Action item: Write out all of the entries below word for word.

# # # #

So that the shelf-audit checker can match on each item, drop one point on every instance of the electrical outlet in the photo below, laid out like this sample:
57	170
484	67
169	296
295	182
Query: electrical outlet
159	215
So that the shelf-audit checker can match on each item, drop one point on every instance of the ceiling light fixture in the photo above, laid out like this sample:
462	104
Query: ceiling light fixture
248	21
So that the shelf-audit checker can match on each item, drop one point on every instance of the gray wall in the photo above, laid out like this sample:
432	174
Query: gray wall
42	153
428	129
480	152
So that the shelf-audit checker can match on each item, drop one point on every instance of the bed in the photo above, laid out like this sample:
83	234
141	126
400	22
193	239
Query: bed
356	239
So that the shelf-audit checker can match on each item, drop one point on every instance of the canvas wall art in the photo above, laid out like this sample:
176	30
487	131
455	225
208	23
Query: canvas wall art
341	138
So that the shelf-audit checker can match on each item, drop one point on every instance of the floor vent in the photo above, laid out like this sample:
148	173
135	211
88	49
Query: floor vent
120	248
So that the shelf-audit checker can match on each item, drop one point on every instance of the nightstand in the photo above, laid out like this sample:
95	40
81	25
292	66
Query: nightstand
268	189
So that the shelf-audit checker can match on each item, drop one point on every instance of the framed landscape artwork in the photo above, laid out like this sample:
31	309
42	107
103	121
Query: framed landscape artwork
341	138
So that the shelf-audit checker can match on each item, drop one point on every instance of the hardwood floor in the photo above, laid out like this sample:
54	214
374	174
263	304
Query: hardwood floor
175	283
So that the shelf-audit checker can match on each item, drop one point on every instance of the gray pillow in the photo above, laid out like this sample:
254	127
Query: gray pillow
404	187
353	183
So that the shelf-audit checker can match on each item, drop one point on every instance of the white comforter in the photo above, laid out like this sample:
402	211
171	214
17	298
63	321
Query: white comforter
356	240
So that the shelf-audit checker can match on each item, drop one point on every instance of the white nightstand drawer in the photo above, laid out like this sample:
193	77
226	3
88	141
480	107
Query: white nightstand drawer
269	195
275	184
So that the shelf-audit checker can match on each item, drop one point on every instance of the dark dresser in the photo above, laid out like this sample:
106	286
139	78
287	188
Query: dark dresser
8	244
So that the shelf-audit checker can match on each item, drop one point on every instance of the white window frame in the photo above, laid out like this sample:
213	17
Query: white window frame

# # # #

Answer for the task:
So that the shelf-audit checker can match on each item, drop one point on every instance of the electrical outlet in the photo below, laid out like this sample:
57	170
484	67
169	296
295	182
Query: electrical outlet
159	215
So that the shelf-audit checker can match on each item, drop one point on every instance of the ceiling light fixture in the photo above, laid out like this sample:
462	104
Query: ceiling light fixture
248	21
So that the shelf-audit checker can match on each item, drop one point on every instance of the gray wall in the photo above, laid out like this sample:
432	174
Query: gray wall
42	153
428	129
480	152
So that the shelf-audit checker can match on each item, drop one point on every instance of the bed in the photo above, laid out like this sample:
83	234
141	126
400	22
193	239
Query: bed
356	239
So that the shelf-audit checker can match on each item, drop one point on every instance of the canvas wall art in the photo above, laid out like this sample:
176	30
487	131
455	225
208	23
Query: canvas wall art
341	138
So that the shelf-audit checker can match on each item, drop one point on every instance of the floor vent in the photo above, laid out like this sample:
148	173
135	211
88	49
Query: floor vent
120	248
So that the shelf-audit checker can match on each item, drop one point on every instance of the nightstand in the photo above, laid out like this sample:
95	40
81	25
292	66
Query: nightstand
268	189
So that the shelf-audit checker can match on each item, drop one point on every instance of the framed landscape artwork in the photo above, laid out like this sample:
31	309
42	107
103	121
Query: framed landscape artwork
341	138
So that the shelf-audit checker can match on each item, drop one point on every instance of the hardwood floor in the photo above, laid out like this sample:
54	214
374	174
263	304
Query: hardwood floor
175	283
So that the shelf-audit checker can match on each item, drop one point on every instance of the gray pillow in the photo above, laid out like this sample:
254	127
Query: gray pillow
404	187
353	183
So that the shelf-audit checker can match on each item, drop one point on every instance of the white comforter in the photo above, laid out like this sample:
402	211
171	214
17	298
63	321
Query: white comforter
356	240
So that the shelf-audit checker can match on each item, drop one point on every instance of the white nightstand drawer in the photo above, laid out like this sample:
193	77
226	3
88	141
480	107
Query: white nightstand drawer
269	195
275	184
So that the shelf-audit checker can match on each item, drop one point on every instance of the dark dresser in the photo above, laid out like this sample:
106	286
139	78
287	188
Query: dark dresser
8	244
So that the shelf-audit checker can match on each item, drop one point on every instance of the white window frame in the photo above, laid out like this sample:
213	17
Query: white window frame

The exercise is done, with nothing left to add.